> **Set problem A**: In the text about Idaho's GNA forest work, how many vacancies does the USFS have to fill in the Idaho Panhandle National Forest?
> **Set problem B**: Quote the GNA text from the words "All environmental laws" through the words "months), or resources.".
[BEGIN Text segment]
GNA allows the state to accomplish what the feds can’t, or can’t right now — work crucial for historically declining forest health and to prevent more record-breaking and financially devastating forest fires. Results have been encouraging, with once-stalled efforts in federal forests moving forward, including thinning, restoration, and timber sales.

“The national forest system land… has been in a pretty steady decline since the 1970s, and mortality in the national forest is at an all-time high,” David Groeschl, deputy director and state forester for the Idaho Department of Lands, told NWM&T in an interview for its first GNA story in 2017, the year IDL started work in national forests.

All environmental laws still apply, but IDL fills in where the Forest Service is constrained by regulations, time (state and federal budget cycles begin in different months), or resources.

“For example, when they’re short of specialists, such as from a slow hiring process or a hiring freeze, through the GNA agreement we can advertise and award a contract to an individual to get it done,” explained Foss.

Jon Songster is IDL’s Federal Lands Program Manager and oversees the statewide GNA program, from planning to on-the-ground implementation

“In the Idaho Panhandle National Forest, the USFS has 40 vacancies to fill,” he said. “That can be a bottleneck. This is a way we can add capacity and help — with internal staff, or going to private sector and bringing those professional services in.”

One example is the Hana Flats project where the state provided a hydrologist, fisheries, and soil specialists who enabled a NEPA project (environmental impact analyses required for work on federal land) to move forward.
[END Text segment]
[BEGIN Data records]
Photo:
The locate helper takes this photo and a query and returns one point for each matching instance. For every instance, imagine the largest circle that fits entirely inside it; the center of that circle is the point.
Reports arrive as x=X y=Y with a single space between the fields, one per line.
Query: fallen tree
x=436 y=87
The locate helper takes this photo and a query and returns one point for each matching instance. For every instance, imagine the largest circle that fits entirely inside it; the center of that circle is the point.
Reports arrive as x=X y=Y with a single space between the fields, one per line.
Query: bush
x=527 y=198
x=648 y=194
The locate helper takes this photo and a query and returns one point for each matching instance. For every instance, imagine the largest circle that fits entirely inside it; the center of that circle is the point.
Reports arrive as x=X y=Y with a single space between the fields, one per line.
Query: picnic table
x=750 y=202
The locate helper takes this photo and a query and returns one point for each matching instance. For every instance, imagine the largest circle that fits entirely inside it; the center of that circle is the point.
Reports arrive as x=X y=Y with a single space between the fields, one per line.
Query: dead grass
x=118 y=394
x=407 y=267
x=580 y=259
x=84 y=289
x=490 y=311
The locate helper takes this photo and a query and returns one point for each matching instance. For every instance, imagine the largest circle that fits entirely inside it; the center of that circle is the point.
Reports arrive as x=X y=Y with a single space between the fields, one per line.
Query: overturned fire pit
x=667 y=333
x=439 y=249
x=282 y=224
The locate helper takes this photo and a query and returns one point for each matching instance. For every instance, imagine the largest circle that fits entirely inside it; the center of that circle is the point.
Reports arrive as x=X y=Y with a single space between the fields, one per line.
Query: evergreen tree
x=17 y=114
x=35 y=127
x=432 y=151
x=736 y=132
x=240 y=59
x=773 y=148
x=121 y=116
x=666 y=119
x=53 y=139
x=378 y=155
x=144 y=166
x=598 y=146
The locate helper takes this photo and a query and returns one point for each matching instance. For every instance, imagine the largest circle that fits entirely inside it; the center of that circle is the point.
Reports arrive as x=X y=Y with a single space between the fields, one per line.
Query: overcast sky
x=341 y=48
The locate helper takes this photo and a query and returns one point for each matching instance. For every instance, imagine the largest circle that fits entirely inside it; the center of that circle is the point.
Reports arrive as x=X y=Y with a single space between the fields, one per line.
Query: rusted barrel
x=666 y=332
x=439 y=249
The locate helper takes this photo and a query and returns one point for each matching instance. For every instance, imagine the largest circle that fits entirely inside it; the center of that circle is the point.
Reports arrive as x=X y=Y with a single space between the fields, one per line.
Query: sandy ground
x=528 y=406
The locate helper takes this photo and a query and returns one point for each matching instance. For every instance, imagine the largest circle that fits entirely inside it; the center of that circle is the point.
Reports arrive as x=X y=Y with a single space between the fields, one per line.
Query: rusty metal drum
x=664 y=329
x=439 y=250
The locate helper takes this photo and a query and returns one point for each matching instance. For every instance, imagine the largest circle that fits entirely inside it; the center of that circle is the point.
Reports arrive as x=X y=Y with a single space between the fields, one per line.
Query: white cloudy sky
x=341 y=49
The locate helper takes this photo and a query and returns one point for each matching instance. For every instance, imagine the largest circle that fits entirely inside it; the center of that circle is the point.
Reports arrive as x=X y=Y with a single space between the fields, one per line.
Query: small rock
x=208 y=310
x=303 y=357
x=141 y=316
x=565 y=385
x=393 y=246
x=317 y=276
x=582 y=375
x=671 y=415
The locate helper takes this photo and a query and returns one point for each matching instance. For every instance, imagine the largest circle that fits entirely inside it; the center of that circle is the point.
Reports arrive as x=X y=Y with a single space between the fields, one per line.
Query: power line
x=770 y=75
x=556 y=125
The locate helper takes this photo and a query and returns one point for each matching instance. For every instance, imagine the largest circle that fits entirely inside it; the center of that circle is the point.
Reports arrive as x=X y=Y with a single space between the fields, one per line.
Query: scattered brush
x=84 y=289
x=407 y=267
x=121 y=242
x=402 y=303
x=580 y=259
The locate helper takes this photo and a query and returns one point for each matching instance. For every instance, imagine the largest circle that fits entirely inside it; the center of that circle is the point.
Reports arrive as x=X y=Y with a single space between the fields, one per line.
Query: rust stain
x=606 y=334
[END Data records]
> **Correct result A**: 40

> **Correct result B**:
All environmental laws still apply, but IDL fills in where the Forest Service is constrained by regulations, time (state and federal budget cycles begin in different months), or resources.